• _EXERCISE 1_
Pull out every line in the rows below that contains the word "Report".

• _TEXT_
To deal with this phenomenon, more than 40 countries, including such countries as the UK, Australia, France, Italy, Portugal, South Korea and Singapore, have instituted or are in the process of instituting site blocking measures, through court review leading to injunctions to block specified sites, or via administrative processes that identify the most egregious sites and require ISPs under national jurisdiction to implement site blocking measures. Canada and New Zealand are both examining the issue. In NZ the preferred route is through the courts, with Sky (the country’s largest pay-TV provider) requesting a court injunction requiring the country’s major ISPs to block access to specified offshore websites that carry copyright-infringing content. This is what is done, for example, in the UK and Australia. In New Zealand it is more of an uphill struggle because there is no specific provision in NZ law that provides for site blocking, as is the case in Australia where a new provision in the Copyright Act (Section 115A) came into effect in June of 2015. In New Zealand, Sky is basing its request for injunctions on the basis of the Court’s “inherent” jurisdiction, the general power of a court to decide the issues that come before it, as well as an interpretation of Section 92B of the New Zealand Copyright Act that governs ISP liability.

Whether this will succeed or not, or whether an amendment is needed to the Copyright Act in New Zealand, as happened in Australia, I cannot say, but it was not the comments on possible legal impediments that surprised me. What caught my attention was the outraged, visceral and off-base reaction of the New Zealand ISPs.

The comments, according to press reports, ranged from a spokesperson for ISP Vocus New Zealand saying Sky’s demand is “something you would expect in North Korea, not in New Zealand“, to InternetNZ’s Chief Executive calling it an extreme step that was unprecedented in New Zealand. Vocus’ spokesperson did not hold back. “It isn’t our job to police the internet and it sure as hell isn’t Sky’s either. All sites should be equal and open,” he said, and continued in colourful language that Sky’s request, “was obviously bonkers”. InternetNZ’s CEO is reported to have said that site blocking “works against the very nature of the internet” and was easily evaded by people with the right skills or tools and that site blocking risked driving content piracy further underground, where it could be more of a problem. This over-the-top knee jerk reaction had me thinking, “what planet do these people live on?” I know New Zealand is a long way from many places, but don’t these executives live in the real world? This kind of Silicon Valley libertarianism, where everything that is available on the internet is sacrosanct, is so out of date. The world has moved on.

• _ENTRIES SUPPLIED_
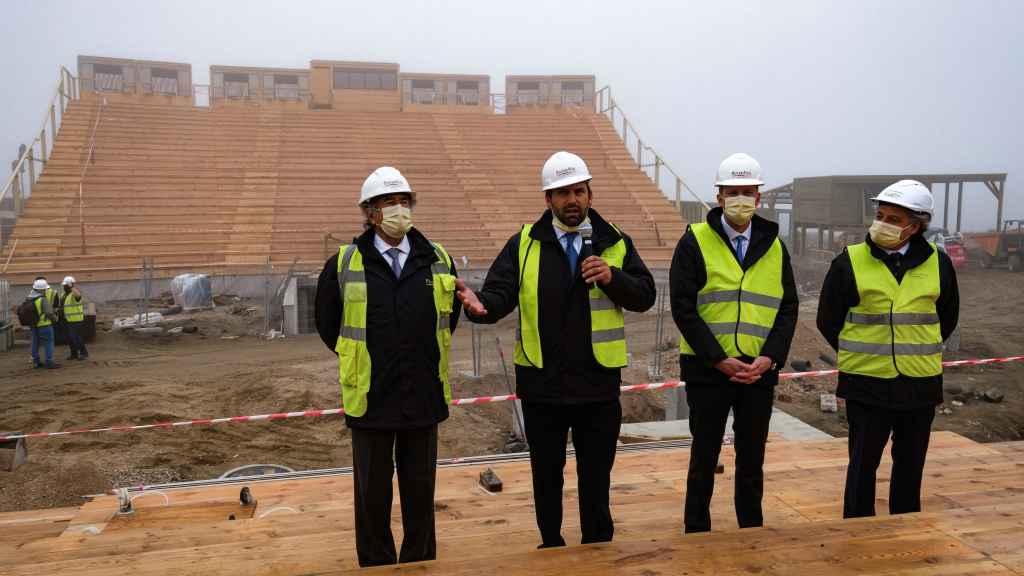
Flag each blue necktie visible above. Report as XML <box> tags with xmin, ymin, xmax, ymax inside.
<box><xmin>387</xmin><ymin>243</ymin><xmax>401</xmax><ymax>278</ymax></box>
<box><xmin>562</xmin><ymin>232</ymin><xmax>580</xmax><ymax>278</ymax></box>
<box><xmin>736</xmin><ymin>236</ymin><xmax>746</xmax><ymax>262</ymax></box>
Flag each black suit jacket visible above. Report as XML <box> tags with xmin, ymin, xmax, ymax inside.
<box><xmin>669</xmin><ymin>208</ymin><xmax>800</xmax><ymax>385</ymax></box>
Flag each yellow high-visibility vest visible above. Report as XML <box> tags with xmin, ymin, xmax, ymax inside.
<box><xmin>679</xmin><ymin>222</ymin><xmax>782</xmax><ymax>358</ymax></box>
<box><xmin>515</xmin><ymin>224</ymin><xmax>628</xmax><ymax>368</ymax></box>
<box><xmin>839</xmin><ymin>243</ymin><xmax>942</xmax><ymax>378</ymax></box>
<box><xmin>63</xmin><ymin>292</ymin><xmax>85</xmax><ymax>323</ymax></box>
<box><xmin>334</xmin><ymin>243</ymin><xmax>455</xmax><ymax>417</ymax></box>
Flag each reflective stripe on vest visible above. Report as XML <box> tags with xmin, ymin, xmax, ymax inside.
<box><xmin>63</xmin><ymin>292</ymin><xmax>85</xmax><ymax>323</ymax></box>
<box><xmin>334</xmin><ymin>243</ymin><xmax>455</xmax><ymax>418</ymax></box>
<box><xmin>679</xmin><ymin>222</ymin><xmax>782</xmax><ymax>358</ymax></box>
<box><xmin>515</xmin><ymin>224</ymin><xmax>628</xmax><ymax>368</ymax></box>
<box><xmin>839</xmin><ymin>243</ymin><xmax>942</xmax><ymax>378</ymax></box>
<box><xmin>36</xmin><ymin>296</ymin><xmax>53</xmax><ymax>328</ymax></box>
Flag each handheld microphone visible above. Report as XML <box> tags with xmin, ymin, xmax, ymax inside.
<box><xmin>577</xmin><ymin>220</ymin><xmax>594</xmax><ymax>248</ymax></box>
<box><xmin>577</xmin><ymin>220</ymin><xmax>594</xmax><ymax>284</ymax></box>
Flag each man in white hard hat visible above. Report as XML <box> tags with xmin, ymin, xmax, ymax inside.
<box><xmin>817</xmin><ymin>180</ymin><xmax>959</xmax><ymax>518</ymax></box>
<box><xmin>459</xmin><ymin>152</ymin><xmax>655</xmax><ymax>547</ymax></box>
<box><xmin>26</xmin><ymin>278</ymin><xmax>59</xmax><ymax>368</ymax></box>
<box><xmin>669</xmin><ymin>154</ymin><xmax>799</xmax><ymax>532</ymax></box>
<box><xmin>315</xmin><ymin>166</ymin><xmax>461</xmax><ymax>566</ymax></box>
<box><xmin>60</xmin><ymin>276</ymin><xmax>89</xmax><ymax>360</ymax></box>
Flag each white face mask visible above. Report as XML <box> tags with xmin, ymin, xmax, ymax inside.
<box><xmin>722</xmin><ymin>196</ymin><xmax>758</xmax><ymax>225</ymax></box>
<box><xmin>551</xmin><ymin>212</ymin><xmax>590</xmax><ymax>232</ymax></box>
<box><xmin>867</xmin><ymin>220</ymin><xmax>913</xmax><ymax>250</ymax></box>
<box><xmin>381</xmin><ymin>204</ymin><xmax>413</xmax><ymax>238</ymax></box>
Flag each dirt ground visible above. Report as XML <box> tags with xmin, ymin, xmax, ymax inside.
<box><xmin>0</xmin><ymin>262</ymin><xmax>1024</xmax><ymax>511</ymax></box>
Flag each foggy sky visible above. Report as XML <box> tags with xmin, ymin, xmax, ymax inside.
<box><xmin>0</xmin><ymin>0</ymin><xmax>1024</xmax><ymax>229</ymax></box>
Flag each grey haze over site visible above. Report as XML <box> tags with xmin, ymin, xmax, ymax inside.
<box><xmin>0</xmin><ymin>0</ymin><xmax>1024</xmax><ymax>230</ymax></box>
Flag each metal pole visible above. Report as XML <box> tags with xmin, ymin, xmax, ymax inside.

• _EXERCISE 2_
Rewrite everything in the passage on site blocking above from "Whether this will" down to "New Zealand ISPs.", changing "outraged" to "angry".

• _WORKED ANSWER 1_
Flag each blue necktie visible above. Report as XML <box> tags with xmin, ymin, xmax, ymax inside.
Flag each black suit jacket visible above. Report as XML <box> tags with xmin, ymin, xmax, ymax inside.
Flag each yellow high-visibility vest visible above. Report as XML <box> tags with xmin, ymin, xmax, ymax inside.
Flag each reflective stripe on vest visible above. Report as XML <box> tags with xmin, ymin, xmax, ymax inside.
Flag each handheld microphone visible above. Report as XML <box> tags with xmin, ymin, xmax, ymax inside.
Flag each man in white hard hat visible above. Report as XML <box> tags with xmin, ymin, xmax, ymax inside.
Flag each white face mask visible above. Report as XML <box> tags with xmin, ymin, xmax, ymax inside.
Flag each dirt ground visible above. Report as XML <box> tags with xmin, ymin, xmax, ymax inside.
Flag each foggy sky visible above. Report as XML <box> tags with xmin, ymin, xmax, ymax inside.
Flag each grey haze over site visible above. Report as XML <box> tags with xmin, ymin, xmax, ymax inside.
Flag each metal pole visible above. Report as XML <box> tags with xmin, ymin, xmax, ymax inside.

• _WORKED ANSWER 2_
Whether this will succeed or not, or whether an amendment is needed to the Copyright Act in New Zealand, as happened in Australia, I cannot say, but it was not the comments on possible legal impediments that surprised me. What caught my attention was the angry, visceral and off-base reaction of the New Zealand ISPs.